**Task goal**. Copy out the records word for word, beginning at the line that contains "Point to the yellow-green" and continuing through their final line.

**Data provided**.
........

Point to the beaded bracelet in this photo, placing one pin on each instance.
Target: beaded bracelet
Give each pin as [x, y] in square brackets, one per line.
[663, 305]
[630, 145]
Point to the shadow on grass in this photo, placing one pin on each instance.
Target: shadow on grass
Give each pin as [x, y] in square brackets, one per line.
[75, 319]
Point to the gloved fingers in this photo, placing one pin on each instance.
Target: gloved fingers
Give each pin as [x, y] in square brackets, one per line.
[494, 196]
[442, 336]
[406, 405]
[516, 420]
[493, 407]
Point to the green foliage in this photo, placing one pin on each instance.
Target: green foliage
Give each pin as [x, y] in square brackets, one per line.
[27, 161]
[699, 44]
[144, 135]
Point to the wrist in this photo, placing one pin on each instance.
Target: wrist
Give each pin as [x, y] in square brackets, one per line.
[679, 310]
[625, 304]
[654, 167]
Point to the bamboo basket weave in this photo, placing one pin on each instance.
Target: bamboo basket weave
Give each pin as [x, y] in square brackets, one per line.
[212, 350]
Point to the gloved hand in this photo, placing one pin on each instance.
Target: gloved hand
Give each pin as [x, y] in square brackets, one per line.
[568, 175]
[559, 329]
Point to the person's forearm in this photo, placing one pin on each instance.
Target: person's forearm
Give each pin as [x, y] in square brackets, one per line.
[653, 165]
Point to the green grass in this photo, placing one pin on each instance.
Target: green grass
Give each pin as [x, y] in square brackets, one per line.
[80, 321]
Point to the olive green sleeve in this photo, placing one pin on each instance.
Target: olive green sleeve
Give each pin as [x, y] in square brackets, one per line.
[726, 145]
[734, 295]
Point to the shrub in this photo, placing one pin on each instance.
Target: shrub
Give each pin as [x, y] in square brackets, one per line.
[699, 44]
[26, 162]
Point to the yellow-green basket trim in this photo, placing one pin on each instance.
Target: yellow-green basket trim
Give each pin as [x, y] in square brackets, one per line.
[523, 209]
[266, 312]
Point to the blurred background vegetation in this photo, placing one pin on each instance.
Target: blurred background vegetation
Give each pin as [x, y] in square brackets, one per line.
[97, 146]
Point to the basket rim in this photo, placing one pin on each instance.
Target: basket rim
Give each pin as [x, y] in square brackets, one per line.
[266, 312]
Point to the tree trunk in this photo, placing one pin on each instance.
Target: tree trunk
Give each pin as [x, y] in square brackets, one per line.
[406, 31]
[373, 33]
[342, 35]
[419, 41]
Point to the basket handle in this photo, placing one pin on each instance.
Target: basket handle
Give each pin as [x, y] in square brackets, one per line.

........

**Answer to the exercise**.
Point to the yellow-green basket trim in this photo, placing one pin on each instance.
Target: yellow-green basket trim
Give each pin as [x, y] in square brackets, one per line.
[523, 209]
[266, 312]
Point to the blurred background vegetation in this photo, placing one pin on each instance.
Target: blurred background vegetation
Give each pin as [x, y] in square brackets, one per line.
[97, 146]
Point to the basket rim in this photo, placing one pin on each instance.
Target: basket rim
Give each pin as [x, y] in square brackets, one per line.
[266, 312]
Point to the tree trunk in this photo, placing one pin on each instance.
Target: tree trunk
Give each pin as [x, y] in square brackets, one per line.
[406, 31]
[373, 33]
[342, 35]
[419, 41]
Point to the basket handle in this photo, placing one pin on each instance.
Target: basket handle
Give each pin as [x, y] in square brackets, one per line.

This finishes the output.